● TASKS AND EXERCISES
1 - Per the Deir Ibzi text, how many households did the village have in the 1596 tax records?
2 - Write the next part of the Deir Ibzi text, picking up after its last sentence.

● TEXT SECTION
Deir Ibzi (دير إبزيع) is a Palestinian town in the Ramallah and al-Bireh Governorate, located west of Ramallah in the northern West Bank. According to the Palestinian Central Bureau of Statistics, the town had a population of 2,590 inhabitants in 2017.

==Location==
Deir Ibzi is located 7.7 km (horizontally) west of Ramallah. It is bordered by Ein 'Arik to the south and east, Ein Qiniya to the east and north, Al-Janiya to the north, Kafr Ni'ma and Saffa to the west, and Beit Ur al-Tahta, Beit Ur al-Fauqa and Beitunia to the south.

==History==
It has been suggested that this was the place mentioned in Crusader sources as Zibi, but this is not supported by archeological evidence, as the earliest potsherds found here date back to the Ottoman period.

===Ottoman era===
In 1517, the village came under Ottoman rule with the rest of Palestine and in the 1596 tax-records it was in the Nahiya of Jabal Quds of the Liwa of Al-Quds. The population was 25 households, all Muslim. They paid a fixed tax rate of 33.3% on agricultural products, which included wheat, barley, olive trees, vineyards, fruit trees, goats and beehives in addition to "occasional revenues"; a total of 3,290 akçe. Sherds from the early Ottoman era have been found here.

In 1838 it was noted as Deir Bezi'a, a Muslim village, located in the Beni Harith region, north of Jerusalem.

In 1870, Victor Guérin described the village, which he called Deir Ebzieh, as being: "situated on a summit of very difficult access and contains four hundred inhabitants, all Moslems; some houses are large and fairly well built. I notice with the medhafeh (guest house) a fragment of carved stone which carries the debris of a mutilated rosette." An Ottoman village list of about the same year, 1870, showed that der bezei had 239 inhabitants with 51 houses, though the population count included only the men. It further noted that the village was north of Bethoron, that is, north of Beit Ur al-Fauqa and Beit Ur al-Tahta.

● RECORDS PROVIDED
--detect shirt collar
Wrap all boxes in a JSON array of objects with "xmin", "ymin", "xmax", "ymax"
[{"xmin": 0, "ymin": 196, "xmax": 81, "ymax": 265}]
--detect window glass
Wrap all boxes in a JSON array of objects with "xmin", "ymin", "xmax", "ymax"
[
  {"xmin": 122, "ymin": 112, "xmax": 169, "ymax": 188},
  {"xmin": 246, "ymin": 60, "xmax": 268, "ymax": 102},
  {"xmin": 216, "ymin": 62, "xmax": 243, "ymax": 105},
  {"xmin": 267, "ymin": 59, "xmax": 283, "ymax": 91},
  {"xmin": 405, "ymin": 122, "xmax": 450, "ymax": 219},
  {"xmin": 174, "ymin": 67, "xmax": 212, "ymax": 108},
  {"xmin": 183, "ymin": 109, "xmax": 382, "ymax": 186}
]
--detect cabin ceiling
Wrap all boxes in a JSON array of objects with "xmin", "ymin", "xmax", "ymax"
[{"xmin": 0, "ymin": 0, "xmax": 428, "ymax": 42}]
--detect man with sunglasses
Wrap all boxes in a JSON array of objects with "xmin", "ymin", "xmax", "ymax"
...
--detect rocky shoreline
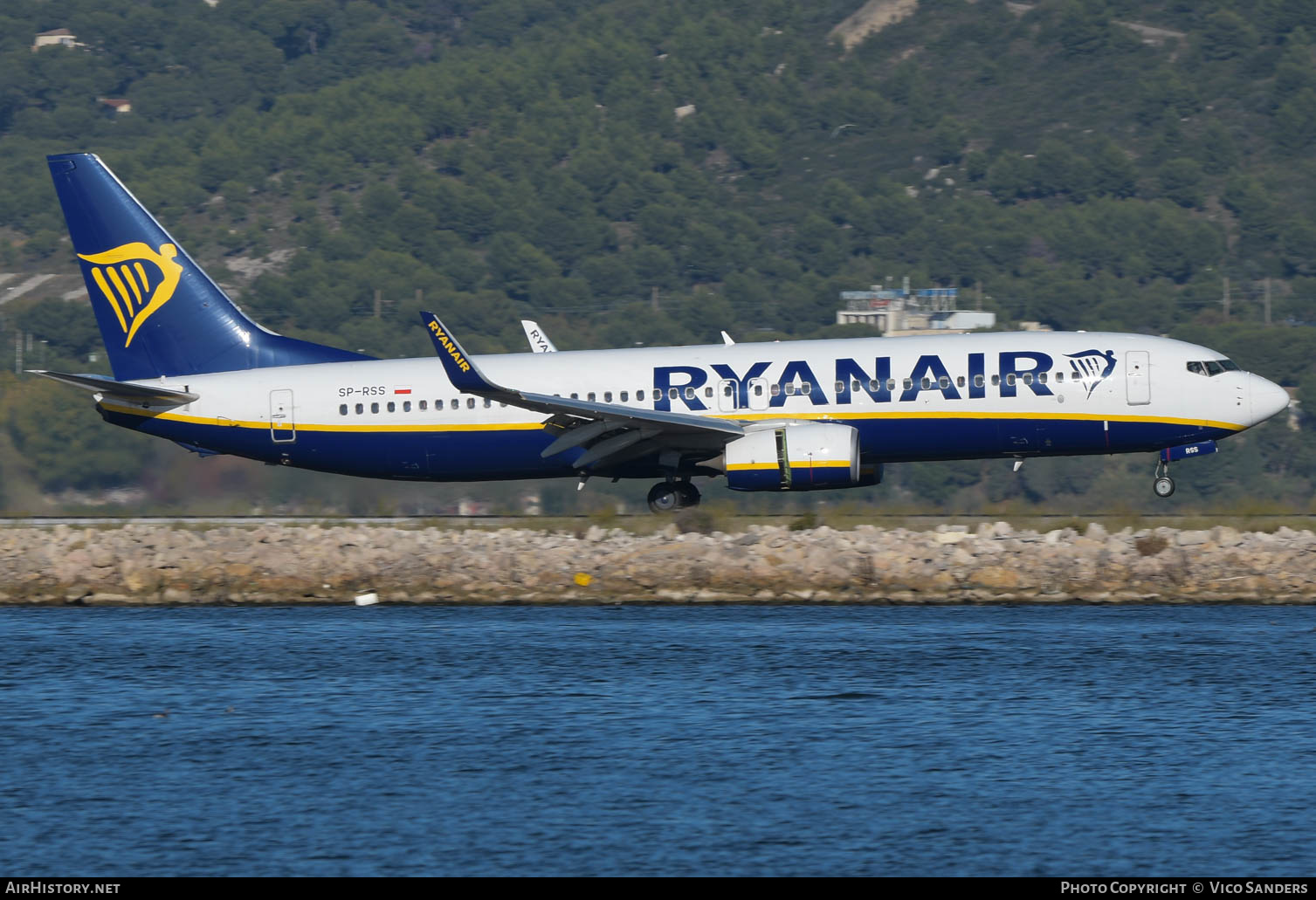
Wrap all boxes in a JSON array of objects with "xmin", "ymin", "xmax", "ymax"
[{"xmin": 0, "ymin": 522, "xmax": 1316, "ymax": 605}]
==
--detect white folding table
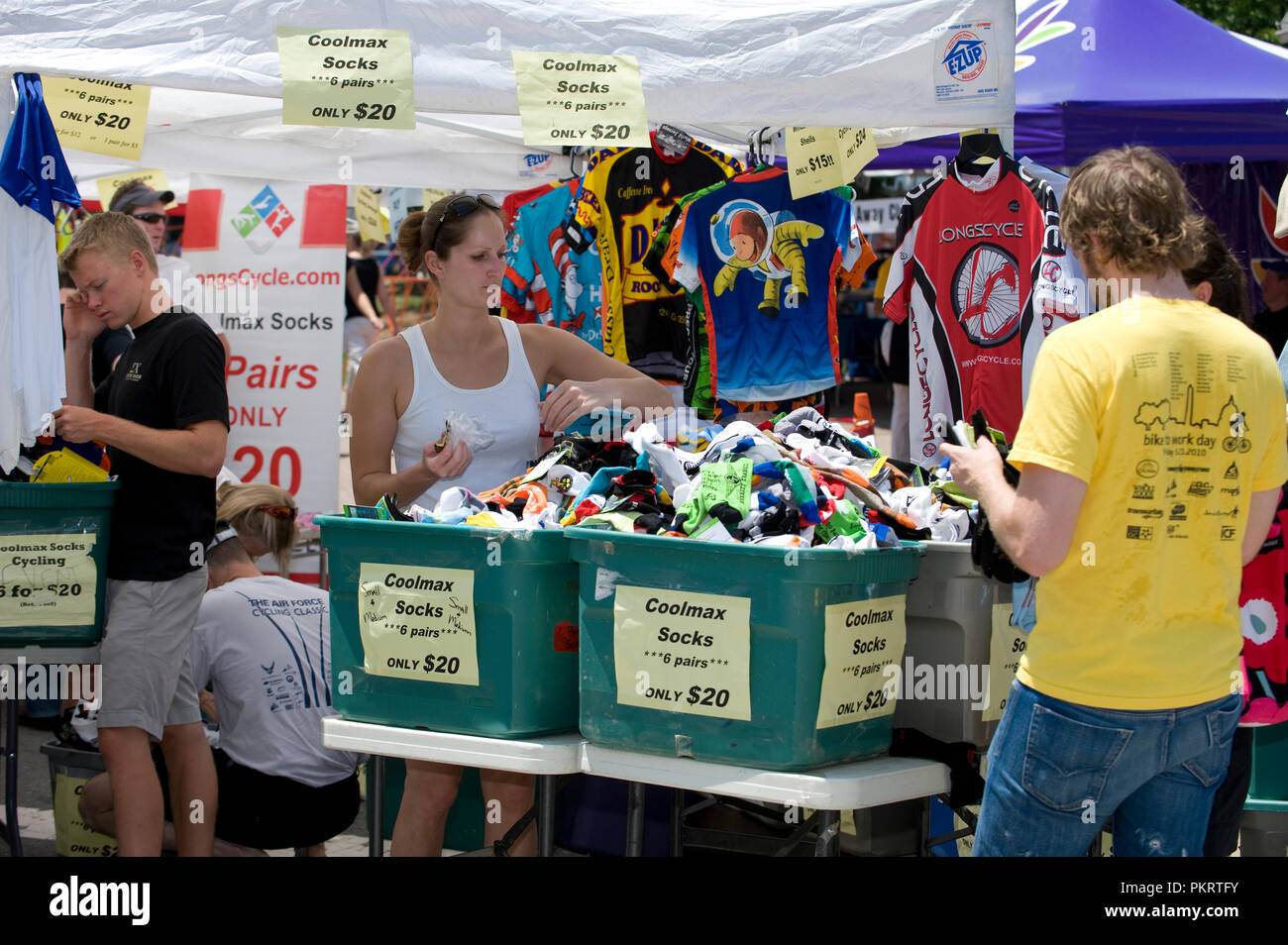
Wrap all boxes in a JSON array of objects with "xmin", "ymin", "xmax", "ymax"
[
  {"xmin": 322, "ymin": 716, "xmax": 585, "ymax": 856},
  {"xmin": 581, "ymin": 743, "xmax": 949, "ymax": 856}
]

● RESPONSES BY TASK
1 - 25 households, all Muslim.

2 -
In 1882, the PEF's Survey of Western Palestine described Deir Ibzia as: "a village of moderate size on a ridge, with a well to the west, and surrounded by olives".

In 1896 the population of Der bezei was estimated to be about 279 persons.

===British Mandate era===
In the 1922 census of Palestine, conducted by the British Mandate of Palestine authorities, the village, named Dair Ibzie, had a population of 262, all Muslim, increasing in the 1931 census to 360, still all Muslim, in 90 inhabited houses.

In the 1945 statistics, the population of Deir Ibzi was 410 Muslims, with 14,285 dunam of land under their jurisdiction, according to an official land and population survey. Of this, 6,418 dunams were plantations and irrigable land, 2,670 were for cereals, while 51 dunam were built-up (urban) land.

===Jordanian era===
In the wake of the 1948 Arab–Israeli War, and after the 1949 Armistice Agreements, Deir Ibzi came under Jordanian rule.

The Jordanian census of 1961 found 542 inhabitants in Deir Ibzi.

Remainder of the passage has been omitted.